**WRITTEN EXERCISE**
Rewrite the material below, swapping "red and white sign" for "red and white marker" and keeping every other character as it is.

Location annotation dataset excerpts
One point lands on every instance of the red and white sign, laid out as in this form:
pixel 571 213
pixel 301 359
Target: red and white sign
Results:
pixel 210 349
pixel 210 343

**RESPONSE FOR THIS EXERCISE**
One point lands on every instance of the red and white marker, laid out as in this form:
pixel 571 213
pixel 301 359
Target: red and white marker
Results:
pixel 210 349
pixel 210 343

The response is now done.